#### 提示本文
= = = = =

「潤滑油の試験方法の概要と意義」 2007/10
マルシメ株式会社 小泉 武男
はじめに
潤滑油は自動車,船舶,工作機械など世の中のすべての機械で使用されていると言っても過言でなく,動力の伝達,プロセスの制御,金属の圧延,加工などその役割に応じた性能が要求されるため,使用される潤滑油も多種多様である。一般に潤滑油やグリースが機械設備などに使用される主たる目的は以下のようになっている。
(1)摩擦,摩耗の低減
(2)摩擦面の冷却
(3)潤滑個所へのごみの侵入防止や摩耗粉の除去
(4)腐食やさびの防止
このような目的に合致した適油を選定する場合,運転条件,給油方法,使用環境などの外的条件と潤滑油自身が持つ性能,性状など十分に把握して行うことが重要である。このため使用される潤滑油は,機械設備などのメーカーが認証した油種か潤滑油メーカーと機械メーカーが主導し需要家などと協議して決められている。
しかし,適油であっても使用時間とともに劣化することは避けられず,当初の性能が低下し機械設備などの故障やトラブルを誘発することが多々ある。このため産業界では潤滑油の性状管理を行い,また,必要に応じて実験室的な手法で潤滑油の性能を評価して潤滑に起因した故障やトラブルを未然に防止し,機械設備の安全な運転で生産性の向上や経済性の向上に結びつける努力がなされている。
本稿では,潤滑油を管理するための重要な性状,物性とその測定方法および主要な実験室的性能試験について解説する。
1. 性状および物性の測定法とその意義
潤滑油は使用時間とともに,酸化や熱的劣化,機械的せん断,ごみ,水分,金属粉などの異物の混入による汚損などで劣化が進行し,この劣化があるレベル以上に達すると異常摩耗,焼付き,作動不良など種々のトラブルを誘発する。このため潤滑管理では使用油の劣化状況をJIS法など種々の測定法で把握している。
表1に潤滑油の状態を把握する一般的な試験,分析項目とその意義および測定方法を示す。

= = = = =

#### 抜粋データ

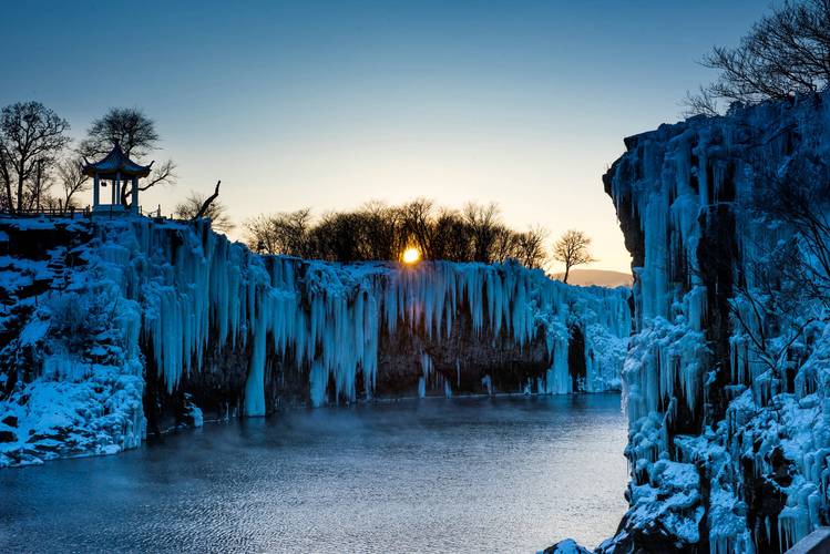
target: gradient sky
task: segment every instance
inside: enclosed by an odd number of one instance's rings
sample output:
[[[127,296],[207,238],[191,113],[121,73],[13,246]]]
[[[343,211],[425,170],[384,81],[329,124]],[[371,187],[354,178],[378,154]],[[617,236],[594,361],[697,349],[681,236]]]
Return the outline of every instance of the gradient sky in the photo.
[[[679,119],[755,1],[18,1],[2,8],[0,105],[38,100],[82,136],[142,107],[178,185],[236,223],[377,198],[495,201],[508,224],[594,237],[627,270],[601,176],[623,137]],[[148,162],[143,161],[143,162]],[[240,232],[233,234],[240,236]]]

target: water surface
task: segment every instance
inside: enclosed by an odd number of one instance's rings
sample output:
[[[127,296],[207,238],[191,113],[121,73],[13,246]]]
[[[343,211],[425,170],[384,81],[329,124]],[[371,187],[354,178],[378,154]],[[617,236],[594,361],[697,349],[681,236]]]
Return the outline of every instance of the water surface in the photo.
[[[207,424],[0,470],[0,552],[535,552],[625,511],[616,394],[428,399]]]

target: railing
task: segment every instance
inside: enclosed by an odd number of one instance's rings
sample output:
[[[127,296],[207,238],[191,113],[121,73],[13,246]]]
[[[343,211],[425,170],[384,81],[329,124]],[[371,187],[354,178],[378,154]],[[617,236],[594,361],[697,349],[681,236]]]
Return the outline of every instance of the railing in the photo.
[[[92,209],[90,206],[83,207],[83,208],[75,208],[74,206],[70,208],[53,208],[53,207],[42,207],[42,208],[27,208],[27,209],[0,209],[0,217],[48,217],[50,219],[53,218],[75,218],[75,217],[90,217],[92,215]]]
[[[20,211],[0,209],[0,217],[17,217],[17,218],[39,218],[45,217],[48,219],[74,219],[74,218],[88,218],[94,219],[100,217],[121,217],[122,215],[135,214],[142,217],[148,217],[154,220],[168,220],[168,222],[188,222],[189,219],[183,219],[175,217],[173,214],[162,214],[162,208],[158,206],[152,212],[144,212],[142,206],[139,206],[137,212],[133,212],[130,206],[122,206],[121,204],[99,204],[95,208],[92,206],[85,206],[83,208],[54,208],[54,207],[42,207],[42,208],[27,208]]]

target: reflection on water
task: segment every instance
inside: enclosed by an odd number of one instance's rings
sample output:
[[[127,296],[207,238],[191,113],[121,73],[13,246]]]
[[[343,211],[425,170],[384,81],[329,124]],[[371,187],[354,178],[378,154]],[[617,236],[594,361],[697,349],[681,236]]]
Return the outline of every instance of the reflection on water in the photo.
[[[300,410],[0,470],[0,552],[533,552],[625,511],[616,394]]]

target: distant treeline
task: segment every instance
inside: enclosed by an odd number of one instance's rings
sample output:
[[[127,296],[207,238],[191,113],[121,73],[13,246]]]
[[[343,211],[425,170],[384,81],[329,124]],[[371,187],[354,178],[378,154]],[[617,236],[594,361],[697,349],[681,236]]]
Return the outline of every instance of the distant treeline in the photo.
[[[549,258],[547,232],[509,228],[495,204],[469,203],[452,209],[427,198],[398,206],[370,202],[319,218],[308,208],[262,215],[244,226],[254,250],[330,261],[394,260],[409,247],[428,259],[485,264],[515,259],[531,268],[542,267]]]

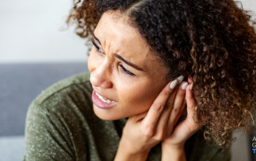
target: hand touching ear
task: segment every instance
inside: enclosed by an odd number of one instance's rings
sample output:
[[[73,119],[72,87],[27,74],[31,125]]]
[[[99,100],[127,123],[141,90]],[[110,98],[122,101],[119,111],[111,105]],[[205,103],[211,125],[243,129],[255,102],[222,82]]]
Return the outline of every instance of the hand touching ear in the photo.
[[[180,90],[177,92],[175,100],[174,100],[174,107],[173,110],[175,108],[178,108],[177,106],[181,106],[180,104],[176,103],[176,101],[180,101],[180,100],[183,99],[183,103],[182,108],[180,109],[182,112],[180,112],[180,116],[182,116],[182,119],[178,122],[178,118],[173,119],[172,116],[170,116],[169,122],[171,124],[169,125],[170,128],[170,131],[172,133],[170,133],[170,135],[167,136],[162,142],[162,145],[169,146],[169,147],[182,147],[185,144],[185,142],[193,135],[201,127],[198,123],[195,113],[195,100],[193,97],[192,88],[193,83],[192,80],[189,78],[188,82],[190,83],[186,88],[186,99],[185,96],[179,94]],[[186,110],[184,109],[186,107]],[[183,113],[182,113],[183,112]],[[173,112],[171,112],[173,113]],[[184,116],[186,113],[186,117]],[[186,117],[186,118],[184,118]],[[175,125],[174,129],[172,129],[174,125]]]

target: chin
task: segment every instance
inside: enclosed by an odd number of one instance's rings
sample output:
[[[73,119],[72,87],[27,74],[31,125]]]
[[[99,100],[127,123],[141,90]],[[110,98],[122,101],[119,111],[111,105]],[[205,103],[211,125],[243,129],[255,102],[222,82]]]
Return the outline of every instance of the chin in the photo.
[[[111,110],[111,108],[102,109],[102,108],[97,107],[94,104],[94,112],[98,118],[104,120],[116,120],[123,119],[123,118],[127,117],[126,116],[114,115],[113,113],[113,111]]]

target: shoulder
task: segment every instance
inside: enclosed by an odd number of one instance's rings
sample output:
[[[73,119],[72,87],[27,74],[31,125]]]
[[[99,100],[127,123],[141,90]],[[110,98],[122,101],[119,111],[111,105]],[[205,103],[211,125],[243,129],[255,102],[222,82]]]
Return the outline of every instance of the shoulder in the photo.
[[[26,160],[86,160],[88,123],[98,120],[91,92],[90,73],[84,73],[54,84],[32,101],[26,120]]]

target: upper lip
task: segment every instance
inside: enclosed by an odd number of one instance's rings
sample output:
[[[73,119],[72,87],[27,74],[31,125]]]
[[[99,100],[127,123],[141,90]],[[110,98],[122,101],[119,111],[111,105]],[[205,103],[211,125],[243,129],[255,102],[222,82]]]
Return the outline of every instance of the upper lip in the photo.
[[[106,97],[106,96],[105,95],[103,95],[102,92],[99,92],[98,91],[97,91],[97,90],[95,89],[95,88],[93,87],[93,88],[94,89],[94,91],[95,91],[96,92],[98,92],[100,96],[103,96],[104,98],[106,98],[106,99],[110,100],[112,100],[112,99],[110,99],[110,98]]]

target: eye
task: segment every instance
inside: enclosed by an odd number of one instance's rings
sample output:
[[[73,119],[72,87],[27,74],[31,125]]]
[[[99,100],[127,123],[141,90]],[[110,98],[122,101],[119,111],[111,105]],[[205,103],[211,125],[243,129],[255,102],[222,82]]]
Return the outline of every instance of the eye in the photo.
[[[92,42],[93,45],[95,46],[96,50],[97,50],[98,52],[104,53],[104,52],[98,47],[98,45],[97,45],[97,44],[96,44],[95,42],[94,42],[93,41],[91,41],[91,42]]]
[[[119,65],[119,66],[121,66],[121,68],[122,69],[122,72],[124,73],[125,74],[127,74],[130,77],[134,77],[135,76],[134,73],[132,73],[131,72],[130,72],[129,70],[125,69],[125,67],[123,67],[122,65]]]

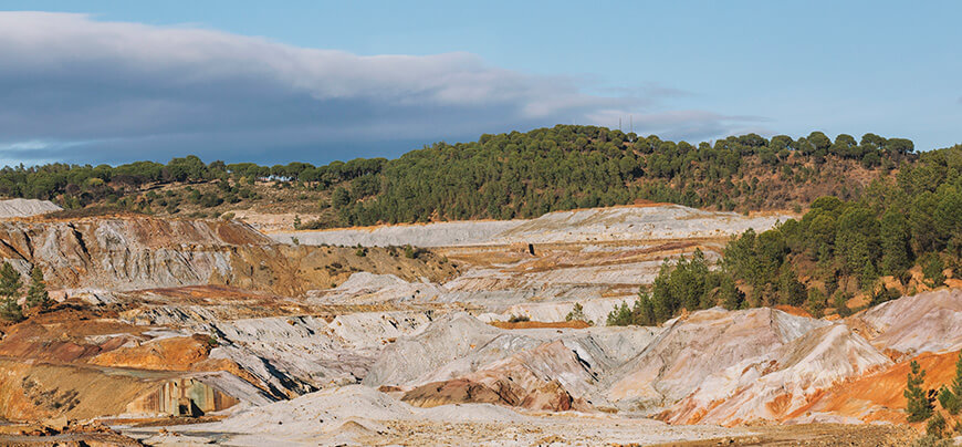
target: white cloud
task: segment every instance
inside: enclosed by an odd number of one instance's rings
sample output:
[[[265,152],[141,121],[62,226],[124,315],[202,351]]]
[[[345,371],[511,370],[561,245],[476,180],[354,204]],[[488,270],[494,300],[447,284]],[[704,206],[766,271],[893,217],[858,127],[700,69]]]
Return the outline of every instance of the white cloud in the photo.
[[[34,159],[327,160],[372,155],[385,142],[614,125],[632,112],[636,128],[698,137],[740,119],[652,112],[658,98],[681,94],[656,84],[592,95],[572,77],[490,66],[470,53],[362,56],[85,14],[0,12],[0,61],[3,138],[94,142],[13,150]]]

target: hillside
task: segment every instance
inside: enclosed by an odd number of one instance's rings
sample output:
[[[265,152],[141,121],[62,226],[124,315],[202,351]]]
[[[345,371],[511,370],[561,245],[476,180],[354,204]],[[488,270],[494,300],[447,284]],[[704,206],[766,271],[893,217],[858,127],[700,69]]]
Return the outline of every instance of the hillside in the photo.
[[[798,210],[825,195],[860,197],[871,180],[914,163],[913,150],[910,141],[874,134],[860,141],[844,134],[833,141],[820,132],[797,139],[749,134],[689,144],[558,125],[436,143],[397,159],[325,166],[205,164],[188,156],[166,165],[7,167],[0,194],[161,216],[269,215],[281,227],[299,215],[311,228],[532,218],[639,199],[728,211]]]

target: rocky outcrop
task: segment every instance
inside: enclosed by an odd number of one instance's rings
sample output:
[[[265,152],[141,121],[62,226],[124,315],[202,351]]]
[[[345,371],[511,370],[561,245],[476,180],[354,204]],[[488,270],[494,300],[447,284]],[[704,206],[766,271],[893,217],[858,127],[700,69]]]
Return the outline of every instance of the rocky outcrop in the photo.
[[[825,389],[892,361],[844,324],[818,328],[709,375],[662,417],[673,424],[781,422]]]
[[[8,199],[0,200],[0,219],[30,217],[60,211],[63,208],[50,200]]]
[[[583,398],[597,372],[561,341],[521,351],[468,375],[432,382],[405,393],[402,401],[430,407],[491,403],[542,410],[587,409]]]
[[[555,211],[530,220],[456,221],[357,229],[278,232],[273,238],[307,245],[458,247],[644,239],[728,237],[764,231],[788,215],[746,217],[680,205],[621,206]]]
[[[781,347],[828,324],[773,309],[694,312],[609,373],[604,396],[619,406],[658,408],[693,392],[709,375]]]
[[[23,276],[38,264],[57,289],[228,284],[287,297],[331,288],[356,271],[408,280],[453,272],[430,253],[357,256],[353,249],[280,245],[237,221],[146,216],[2,221],[0,260]]]
[[[962,350],[962,289],[902,297],[848,320],[879,350],[906,356],[959,351]]]

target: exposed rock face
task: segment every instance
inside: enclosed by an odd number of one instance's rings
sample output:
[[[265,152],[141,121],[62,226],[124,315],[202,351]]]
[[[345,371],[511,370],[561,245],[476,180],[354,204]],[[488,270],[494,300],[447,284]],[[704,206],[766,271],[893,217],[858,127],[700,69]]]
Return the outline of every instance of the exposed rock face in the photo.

= = = = =

#### 作業内容
1/ 潤滑油の試験方法に関する本文から、潤滑油やグリースを機械設備などに使う主たる目的として挙げられた項目をすべて抜き出してください。
2/ 潤滑油の試験方法に関する本文を、最後の文の後から引き継いで書き進めてください。

#### 結果一覧
1/
- 摩擦、摩耗の低減
- 摩擦面の冷却
- 潤滑個所へのごみの侵入防止や摩耗粉の除去
- 腐食やさびの防止

2/
表1 水溶性切削油剤の種類と組成
試験の項目・測定法
|
単位・表示
|
試験法の概要と意義
|
色相(ASTM色)
JIS K2580
試料量:50mL |
0.5~8.0 |
測定:ASTM色試験器で行う。人工昼光色光源部を点灯させ,ASTM色標準ガラス(0.5~8,0,0.5刻み)と試料の色を測定し,両者の色が一致した標準ガラスの数値を試料油のASTM色とする。また,試料の色が標準色の中間にある場合は濃い方の標準ガラスの数値の前にLをつけて表示する。
適用:各種潤滑油など
意義:潤滑油は使用時間とともに酸化などの劣化が進み色相が低下(濃色化)する傾向があることから,潤滑油劣化の簡便な目安として用いられている。 |
Q:色相低下の原因物質と誘発するトラブルは? |
A:一般に作動油などの工業用潤滑油の色相は主に基油の酸化劣化物(ケトン,アルコール,有機酸類など)や添加剤の変質で悪化する。酸化劣化物はさらに劣化が進む(重縮合)とワニスやスラッジになり,摺動面の固着など種々のトラブルを誘発する原因になる。なお,内燃機関油は混入する燃焼カーボンのため黒色になる。 |
動粘度
JISK2283
試料量:50mL |
mm2/s |
測定:一定容量の液体(例えば潤滑油)が,厳密に管理された温度条件下で粘度計(例えばキャノン-フェンスケ型)の毛細管を自然流下するに要した時間(秒:絶対粘度)を測定する。絶対粘度を試料密度で割った値が動粘度で,一般に測定流出時間(秒)と粘度計の構成係数の積で算出する。
適用:石油製品全般
意義:潤滑油で最も重要な特性の一つで,適油選定では潤滑油の油膜厚さが適正に保持できるか否かを判断する重要な項目である。例えば,油圧油の場合,動粘度が高いと油温度の異常な上昇,始動不良などの原因となり,低すぎると油膜強度不足による異常摩耗が発生するなど,動粘度は使用油の使用の可否判断の重要な指針になっている。 |
Q:使用油の動粘度の変化の原因は? |
A:潤滑油の動粘度は酸化劣化やすすなどの不溶分や高粘度油の混入などで増大し,動粘度が低下するケースとして燃料などの低粘度油の混入やエンジン油などでは添加されているポリマー分子の切断(低分子化)などが挙げられる。 |
粘度指数
JIS K2283 |
|
測定:40℃と100℃の動粘度より計算(JIS法やASTMDS39B)で算出する。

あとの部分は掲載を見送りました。